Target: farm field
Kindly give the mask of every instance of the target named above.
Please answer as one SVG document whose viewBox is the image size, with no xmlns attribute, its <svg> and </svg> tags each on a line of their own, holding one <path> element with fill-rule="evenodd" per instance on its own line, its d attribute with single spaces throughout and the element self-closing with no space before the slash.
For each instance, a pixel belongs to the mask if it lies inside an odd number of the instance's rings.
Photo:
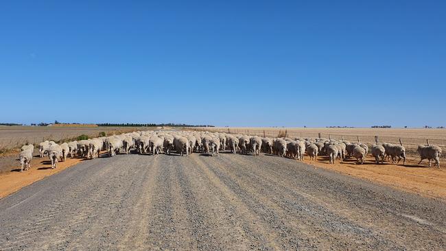
<svg viewBox="0 0 446 251">
<path fill-rule="evenodd" d="M 369 145 L 375 143 L 375 136 L 379 141 L 399 144 L 401 139 L 409 154 L 416 155 L 416 147 L 425 145 L 426 139 L 430 144 L 438 145 L 446 148 L 446 129 L 425 128 L 237 128 L 237 127 L 209 127 L 197 128 L 192 130 L 208 132 L 230 132 L 233 134 L 257 135 L 260 136 L 276 138 L 280 131 L 287 131 L 289 137 L 316 139 L 320 134 L 321 138 L 333 139 L 361 142 Z M 444 154 L 443 158 L 445 158 Z"/>
<path fill-rule="evenodd" d="M 24 172 L 11 156 L 0 171 L 0 250 L 445 247 L 446 172 L 415 156 L 404 165 L 376 165 L 370 155 L 363 165 L 333 165 L 325 156 L 180 156 L 178 149 L 103 150 L 55 169 L 35 150 Z"/>
<path fill-rule="evenodd" d="M 38 144 L 46 140 L 60 141 L 81 134 L 97 136 L 100 132 L 108 134 L 150 130 L 131 127 L 57 127 L 57 126 L 0 126 L 0 149 L 21 147 L 25 143 Z"/>
<path fill-rule="evenodd" d="M 445 208 L 273 156 L 119 154 L 0 200 L 0 249 L 443 250 Z"/>
</svg>

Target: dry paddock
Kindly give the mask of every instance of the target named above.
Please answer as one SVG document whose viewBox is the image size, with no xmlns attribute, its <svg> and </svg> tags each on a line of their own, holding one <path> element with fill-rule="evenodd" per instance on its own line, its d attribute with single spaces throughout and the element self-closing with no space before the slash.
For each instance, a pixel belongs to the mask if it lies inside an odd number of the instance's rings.
<svg viewBox="0 0 446 251">
<path fill-rule="evenodd" d="M 400 140 L 406 149 L 408 154 L 416 156 L 419 145 L 437 145 L 442 147 L 444 154 L 442 158 L 446 160 L 446 129 L 425 128 L 185 128 L 197 131 L 230 132 L 247 135 L 257 135 L 270 138 L 277 137 L 279 133 L 286 132 L 291 138 L 312 138 L 320 136 L 325 139 L 346 140 L 357 142 L 358 140 L 369 146 L 375 143 L 375 136 L 381 143 L 399 144 Z"/>
<path fill-rule="evenodd" d="M 0 200 L 0 250 L 446 248 L 443 200 L 340 170 L 263 154 L 74 160 Z M 35 161 L 11 173 L 54 171 Z"/>
</svg>

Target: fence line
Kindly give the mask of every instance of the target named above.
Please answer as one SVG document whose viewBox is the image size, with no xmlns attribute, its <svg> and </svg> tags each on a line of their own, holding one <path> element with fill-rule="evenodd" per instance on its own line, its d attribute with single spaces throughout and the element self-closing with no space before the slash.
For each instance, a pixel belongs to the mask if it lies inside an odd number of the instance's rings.
<svg viewBox="0 0 446 251">
<path fill-rule="evenodd" d="M 375 137 L 377 137 L 380 143 L 390 143 L 399 144 L 400 141 L 403 145 L 407 146 L 408 150 L 416 150 L 419 145 L 427 145 L 427 141 L 430 145 L 436 145 L 442 148 L 446 147 L 446 140 L 440 139 L 416 139 L 410 137 L 399 137 L 397 136 L 382 136 L 382 135 L 342 135 L 329 134 L 327 132 L 305 132 L 288 131 L 286 129 L 278 130 L 262 130 L 262 129 L 236 129 L 230 128 L 192 128 L 196 131 L 208 131 L 217 132 L 226 132 L 230 134 L 242 134 L 250 136 L 259 136 L 263 137 L 277 138 L 279 132 L 286 132 L 286 136 L 290 138 L 302 139 L 331 139 L 336 140 L 344 140 L 350 142 L 363 142 L 375 143 Z"/>
</svg>

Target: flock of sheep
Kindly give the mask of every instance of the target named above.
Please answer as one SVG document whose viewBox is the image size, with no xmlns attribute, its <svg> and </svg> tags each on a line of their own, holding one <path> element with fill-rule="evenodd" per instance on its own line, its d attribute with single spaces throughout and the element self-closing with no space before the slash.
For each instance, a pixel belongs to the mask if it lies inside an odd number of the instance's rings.
<svg viewBox="0 0 446 251">
<path fill-rule="evenodd" d="M 357 164 L 362 164 L 369 152 L 367 145 L 361 143 L 350 143 L 346 141 L 336 141 L 326 139 L 290 139 L 290 138 L 261 138 L 258 136 L 231 134 L 222 132 L 189 132 L 189 131 L 143 131 L 133 132 L 99 137 L 79 141 L 64 143 L 60 145 L 54 141 L 45 141 L 39 144 L 40 157 L 48 156 L 51 168 L 56 168 L 58 161 L 64 161 L 67 157 L 80 156 L 85 158 L 99 157 L 102 150 L 106 150 L 109 157 L 117 153 L 129 154 L 130 149 L 135 148 L 140 154 L 159 154 L 165 152 L 170 154 L 172 151 L 177 154 L 189 155 L 193 152 L 204 152 L 218 156 L 220 151 L 228 150 L 232 153 L 239 152 L 259 155 L 260 151 L 279 156 L 303 160 L 304 154 L 310 160 L 316 160 L 318 156 L 329 157 L 330 163 L 335 163 L 339 158 L 354 157 Z M 34 152 L 33 145 L 25 145 L 21 147 L 19 160 L 21 171 L 30 167 Z M 436 145 L 419 145 L 418 152 L 421 160 L 434 160 L 440 167 L 439 158 L 441 148 Z M 403 159 L 406 163 L 406 150 L 402 145 L 390 143 L 376 144 L 371 146 L 371 153 L 377 163 L 388 161 L 397 163 Z"/>
</svg>

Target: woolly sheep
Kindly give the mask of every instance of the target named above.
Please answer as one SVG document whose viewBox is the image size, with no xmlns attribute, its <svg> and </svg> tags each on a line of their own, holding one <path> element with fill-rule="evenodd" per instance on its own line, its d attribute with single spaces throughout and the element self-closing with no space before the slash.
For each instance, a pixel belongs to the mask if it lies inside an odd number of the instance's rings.
<svg viewBox="0 0 446 251">
<path fill-rule="evenodd" d="M 357 164 L 362 164 L 365 160 L 366 150 L 359 145 L 355 145 L 355 148 L 353 148 L 352 155 L 353 157 L 356 158 Z"/>
<path fill-rule="evenodd" d="M 381 164 L 383 163 L 385 154 L 386 150 L 382 145 L 374 145 L 372 146 L 372 156 L 375 157 L 375 161 L 377 164 L 379 163 L 379 160 L 381 160 Z"/>
<path fill-rule="evenodd" d="M 231 152 L 235 154 L 237 152 L 237 148 L 239 145 L 239 139 L 233 135 L 229 135 L 227 137 L 227 140 Z"/>
<path fill-rule="evenodd" d="M 212 152 L 212 156 L 215 154 L 218 156 L 218 150 L 220 147 L 220 139 L 218 137 L 211 138 L 209 141 L 209 145 Z"/>
<path fill-rule="evenodd" d="M 75 154 L 78 152 L 78 141 L 74 141 L 68 143 L 69 154 L 71 158 L 74 157 Z"/>
<path fill-rule="evenodd" d="M 117 138 L 110 138 L 107 141 L 108 157 L 116 156 L 116 152 L 122 147 L 122 141 Z"/>
<path fill-rule="evenodd" d="M 60 144 L 60 148 L 62 148 L 62 161 L 65 161 L 67 156 L 70 152 L 70 147 L 68 146 L 67 143 L 62 143 Z"/>
<path fill-rule="evenodd" d="M 25 171 L 27 170 L 31 167 L 31 160 L 32 159 L 32 152 L 30 149 L 26 149 L 20 152 L 19 155 L 19 160 L 20 160 L 21 170 L 20 171 L 23 171 L 23 168 Z"/>
<path fill-rule="evenodd" d="M 47 150 L 48 153 L 48 158 L 51 160 L 51 169 L 57 167 L 57 163 L 59 159 L 62 158 L 62 147 L 58 144 L 51 144 Z"/>
<path fill-rule="evenodd" d="M 126 154 L 128 154 L 129 152 L 130 152 L 130 148 L 134 147 L 134 141 L 133 141 L 133 138 L 130 136 L 128 136 L 124 138 L 124 139 L 122 141 L 122 146 L 124 148 L 124 152 Z"/>
<path fill-rule="evenodd" d="M 38 152 L 40 154 L 40 158 L 43 158 L 46 154 L 46 151 L 49 147 L 49 141 L 45 141 L 38 144 Z"/>
<path fill-rule="evenodd" d="M 272 139 L 261 138 L 262 150 L 267 154 L 272 154 Z"/>
<path fill-rule="evenodd" d="M 337 145 L 328 145 L 325 147 L 325 151 L 327 155 L 329 156 L 329 163 L 334 164 L 339 153 L 339 149 L 337 147 Z"/>
<path fill-rule="evenodd" d="M 141 136 L 139 138 L 137 139 L 135 144 L 137 144 L 137 147 L 138 148 L 138 150 L 139 151 L 139 154 L 142 154 L 143 153 L 145 154 L 147 152 L 147 150 L 150 147 L 150 137 L 149 137 L 148 136 Z"/>
<path fill-rule="evenodd" d="M 422 145 L 418 146 L 418 153 L 420 154 L 420 162 L 418 165 L 421 164 L 424 159 L 429 160 L 429 167 L 430 167 L 431 160 L 435 160 L 437 167 L 440 167 L 440 157 L 441 156 L 441 148 L 438 145 Z"/>
<path fill-rule="evenodd" d="M 276 139 L 272 141 L 274 154 L 281 157 L 285 156 L 287 152 L 287 142 L 282 139 Z"/>
<path fill-rule="evenodd" d="M 159 154 L 161 152 L 163 153 L 163 145 L 164 145 L 164 138 L 157 136 L 150 137 L 150 147 L 153 153 L 153 155 Z"/>
<path fill-rule="evenodd" d="M 388 145 L 388 152 L 390 158 L 392 158 L 392 163 L 396 161 L 397 165 L 399 160 L 403 158 L 403 165 L 406 164 L 406 149 L 403 146 L 399 145 Z M 397 157 L 398 157 L 398 161 L 396 160 Z"/>
<path fill-rule="evenodd" d="M 175 137 L 174 138 L 174 145 L 175 145 L 178 154 L 181 156 L 183 156 L 185 153 L 186 154 L 186 156 L 189 155 L 189 142 L 187 138 L 183 136 Z"/>
<path fill-rule="evenodd" d="M 240 154 L 248 154 L 248 147 L 249 144 L 249 138 L 242 136 L 239 139 L 239 148 L 240 149 Z"/>
<path fill-rule="evenodd" d="M 366 144 L 363 144 L 363 143 L 360 143 L 360 146 L 361 147 L 364 148 L 364 150 L 366 151 L 366 155 L 364 155 L 364 156 L 367 156 L 367 154 L 368 153 L 368 147 L 367 146 L 367 145 L 366 145 Z"/>
<path fill-rule="evenodd" d="M 311 143 L 306 147 L 305 151 L 307 152 L 307 154 L 308 154 L 309 156 L 310 160 L 312 159 L 314 159 L 314 160 L 316 160 L 318 153 L 318 148 L 317 145 L 314 145 L 314 143 Z"/>
<path fill-rule="evenodd" d="M 30 150 L 31 152 L 34 152 L 34 146 L 32 145 L 25 145 L 21 148 L 21 151 Z"/>
<path fill-rule="evenodd" d="M 211 138 L 208 135 L 203 135 L 201 138 L 202 151 L 207 154 L 209 153 L 209 141 L 211 141 Z"/>
<path fill-rule="evenodd" d="M 298 147 L 298 156 L 297 159 L 303 160 L 303 154 L 305 153 L 305 142 L 303 141 L 297 141 L 297 146 Z"/>
<path fill-rule="evenodd" d="M 170 154 L 170 151 L 174 148 L 174 137 L 167 136 L 164 138 L 163 146 L 165 149 L 166 153 Z"/>
<path fill-rule="evenodd" d="M 79 155 L 83 158 L 86 158 L 89 154 L 89 146 L 90 141 L 89 140 L 83 139 L 78 141 L 78 152 Z"/>
<path fill-rule="evenodd" d="M 99 154 L 102 149 L 103 144 L 104 142 L 102 140 L 99 139 L 93 139 L 90 141 L 90 145 L 89 146 L 89 150 L 90 151 L 89 155 L 90 156 L 90 158 L 95 158 L 96 155 L 97 155 L 97 158 L 99 157 Z"/>
<path fill-rule="evenodd" d="M 261 138 L 258 136 L 254 136 L 250 139 L 250 144 L 254 152 L 254 156 L 259 156 L 260 154 L 260 149 L 261 148 Z"/>
<path fill-rule="evenodd" d="M 292 141 L 287 143 L 287 156 L 291 158 L 298 158 L 299 147 L 296 141 Z"/>
</svg>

■ **Problem to solve**
Edit the entries from their start through the line containing "369 145 L 375", replacing "farm field" with "cultivated field" and changing nothing else. Give only those lines, and leave the picture out of your answer.

■ **Correct result**
Target: cultivated field
Kindly give the mask of every instance of the target named above.
Please answer as one SVG document whose viewBox is the image size, with no xmlns attribute, its <svg> and </svg> tags each on a line of their own, holding one <path> element with fill-rule="evenodd" per instance on its own line, its d attribute with single spaces throughout and the element self-closing with no space before the slash.
For each instance, a pixel belongs to the mask if it lies inside an odd number of the instance's rings.
Photo:
<svg viewBox="0 0 446 251">
<path fill-rule="evenodd" d="M 369 145 L 375 143 L 375 136 L 379 141 L 399 144 L 401 139 L 409 154 L 416 155 L 416 147 L 425 145 L 426 139 L 430 144 L 438 145 L 446 148 L 446 129 L 425 128 L 237 128 L 237 127 L 209 127 L 197 128 L 192 130 L 208 132 L 230 132 L 233 134 L 257 135 L 260 136 L 276 138 L 280 131 L 287 131 L 289 137 L 316 139 L 320 134 L 321 138 L 333 139 L 361 142 Z M 444 154 L 443 158 L 445 158 Z"/>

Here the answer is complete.